▶ [Supplied data]:
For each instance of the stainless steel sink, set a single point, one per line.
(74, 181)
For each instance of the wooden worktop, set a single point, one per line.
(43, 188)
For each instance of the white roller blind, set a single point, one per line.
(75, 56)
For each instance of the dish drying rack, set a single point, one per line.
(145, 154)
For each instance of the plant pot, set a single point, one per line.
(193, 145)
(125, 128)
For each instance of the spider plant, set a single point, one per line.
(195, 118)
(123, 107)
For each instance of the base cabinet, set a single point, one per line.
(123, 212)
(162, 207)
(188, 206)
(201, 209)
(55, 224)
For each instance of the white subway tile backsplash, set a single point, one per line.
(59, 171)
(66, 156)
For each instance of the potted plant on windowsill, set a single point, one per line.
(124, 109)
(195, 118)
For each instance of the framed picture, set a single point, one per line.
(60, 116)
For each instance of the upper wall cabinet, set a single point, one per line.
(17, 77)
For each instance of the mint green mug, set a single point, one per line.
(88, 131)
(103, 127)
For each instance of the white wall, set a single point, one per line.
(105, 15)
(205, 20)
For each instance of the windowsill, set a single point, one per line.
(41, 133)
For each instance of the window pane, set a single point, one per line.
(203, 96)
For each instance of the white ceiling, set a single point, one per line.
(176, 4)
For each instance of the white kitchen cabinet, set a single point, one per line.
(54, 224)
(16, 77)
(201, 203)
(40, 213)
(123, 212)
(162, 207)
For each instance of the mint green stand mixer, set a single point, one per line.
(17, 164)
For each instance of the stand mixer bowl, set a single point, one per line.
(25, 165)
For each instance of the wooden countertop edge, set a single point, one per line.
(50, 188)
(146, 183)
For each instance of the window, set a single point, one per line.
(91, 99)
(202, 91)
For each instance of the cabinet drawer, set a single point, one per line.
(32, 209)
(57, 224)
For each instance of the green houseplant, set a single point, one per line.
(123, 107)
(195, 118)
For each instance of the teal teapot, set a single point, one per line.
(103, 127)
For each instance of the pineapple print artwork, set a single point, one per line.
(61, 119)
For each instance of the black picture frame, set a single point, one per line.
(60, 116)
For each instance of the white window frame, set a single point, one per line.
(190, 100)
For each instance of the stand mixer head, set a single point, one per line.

▶ [The task]:
Copy down the material above exactly as it is.

▶ [Answer box]:
For each instance of the stainless steel sink, set a single point, one per line.
(74, 181)
For each instance of the wooden worktop, set a single point, one per line.
(43, 188)
For each instance of the white roller blind, set a single point, one per line.
(75, 56)
For each instance of the dish drying rack, set a single point, one per line.
(145, 154)
For each instance of the plant pot, set a single point, one per line.
(193, 145)
(125, 128)
For each instance of the spider plant, set a single point, one per line.
(195, 118)
(123, 107)
For each instance of the base cabinet, set a single point, one per line.
(123, 212)
(162, 207)
(188, 206)
(201, 209)
(55, 224)
For each instance of the white subway tile backsplash, set a single point, one per line.
(59, 171)
(66, 156)
For each instance of the potted plant on windowsill, set a single point, one per line.
(124, 109)
(195, 118)
For each instance of the framed picture, set a single point, one per line.
(60, 116)
For each instance of the upper wall cabinet, set a single point, one per line.
(17, 77)
For each instance of the mint green mug, set a single point, one per line.
(88, 131)
(103, 127)
For each instance of the white wall, set a single point, one per line.
(105, 15)
(205, 20)
For each instance of the windowsill, set a single point, one per line.
(41, 133)
For each instance of the window pane, set a single point, one per line.
(203, 96)
For each instance of the white ceiling, set a single point, one per line.
(176, 4)
For each instance of the white kitchen cabinet, set a single point, one per line.
(54, 224)
(16, 77)
(201, 203)
(40, 213)
(123, 212)
(162, 207)
For each instance of the mint green stand mixer, set a single point, one per line.
(17, 164)
For each instance of the stand mixer bowl, set a single point, one per line.
(25, 165)
For each instance of the wooden countertop edge, set a single point, one per line.
(50, 188)
(146, 183)
For each instance of the window, set a single point, one per line.
(91, 99)
(202, 91)
For each instance of the cabinet drawer, set a single point, one per line.
(32, 209)
(57, 224)
For each instance of the green houseplant, set a single point, one per line.
(123, 107)
(195, 118)
For each instance of the teal teapot, set a single point, one per line.
(103, 127)
For each instance of the pineapple print artwork, set a single point, one per line.
(61, 119)
For each instance of the black picture frame, set a single point, one per line.
(60, 116)
For each instance of the white window frame, set a single point, one per line.
(190, 100)
For each instance of the stand mixer head, set a single point, one per line.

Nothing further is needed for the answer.